• **Work order**
Only the lines that include "bridge" should be copied from the data below.
+++
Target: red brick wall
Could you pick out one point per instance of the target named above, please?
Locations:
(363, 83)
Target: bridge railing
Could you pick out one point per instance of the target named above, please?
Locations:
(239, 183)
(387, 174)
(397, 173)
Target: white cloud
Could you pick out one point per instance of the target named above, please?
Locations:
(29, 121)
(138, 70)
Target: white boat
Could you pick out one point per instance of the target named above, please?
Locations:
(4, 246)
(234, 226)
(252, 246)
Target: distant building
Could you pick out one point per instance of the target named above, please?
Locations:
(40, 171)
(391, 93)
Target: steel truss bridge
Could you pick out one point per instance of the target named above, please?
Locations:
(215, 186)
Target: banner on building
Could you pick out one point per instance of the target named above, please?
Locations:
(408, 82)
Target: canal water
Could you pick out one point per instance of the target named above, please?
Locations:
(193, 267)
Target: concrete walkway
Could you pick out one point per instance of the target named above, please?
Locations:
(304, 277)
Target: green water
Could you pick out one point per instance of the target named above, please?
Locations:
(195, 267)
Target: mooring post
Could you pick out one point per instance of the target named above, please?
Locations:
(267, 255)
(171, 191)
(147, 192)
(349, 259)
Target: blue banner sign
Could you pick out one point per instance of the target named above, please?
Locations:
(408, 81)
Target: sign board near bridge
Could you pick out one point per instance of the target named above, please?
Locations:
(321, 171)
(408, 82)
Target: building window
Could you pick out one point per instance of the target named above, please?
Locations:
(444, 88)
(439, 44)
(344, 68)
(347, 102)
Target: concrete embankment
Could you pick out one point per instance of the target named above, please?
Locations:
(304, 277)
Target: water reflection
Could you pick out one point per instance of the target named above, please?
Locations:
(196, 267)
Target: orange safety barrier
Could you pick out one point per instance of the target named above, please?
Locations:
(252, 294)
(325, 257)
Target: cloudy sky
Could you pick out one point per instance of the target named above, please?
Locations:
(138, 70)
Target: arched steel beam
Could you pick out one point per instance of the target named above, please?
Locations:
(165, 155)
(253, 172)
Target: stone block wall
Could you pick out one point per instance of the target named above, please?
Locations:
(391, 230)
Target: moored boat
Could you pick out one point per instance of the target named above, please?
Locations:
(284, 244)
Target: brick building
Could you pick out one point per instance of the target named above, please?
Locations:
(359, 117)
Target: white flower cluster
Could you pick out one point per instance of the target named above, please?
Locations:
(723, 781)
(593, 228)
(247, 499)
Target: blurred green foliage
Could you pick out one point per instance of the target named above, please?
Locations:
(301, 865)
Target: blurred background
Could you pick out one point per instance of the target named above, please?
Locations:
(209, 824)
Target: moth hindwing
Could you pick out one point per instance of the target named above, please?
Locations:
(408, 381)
+++
• **Reply**
Target: bridge railing
Target: steel truss bridge
Target: sign board near bridge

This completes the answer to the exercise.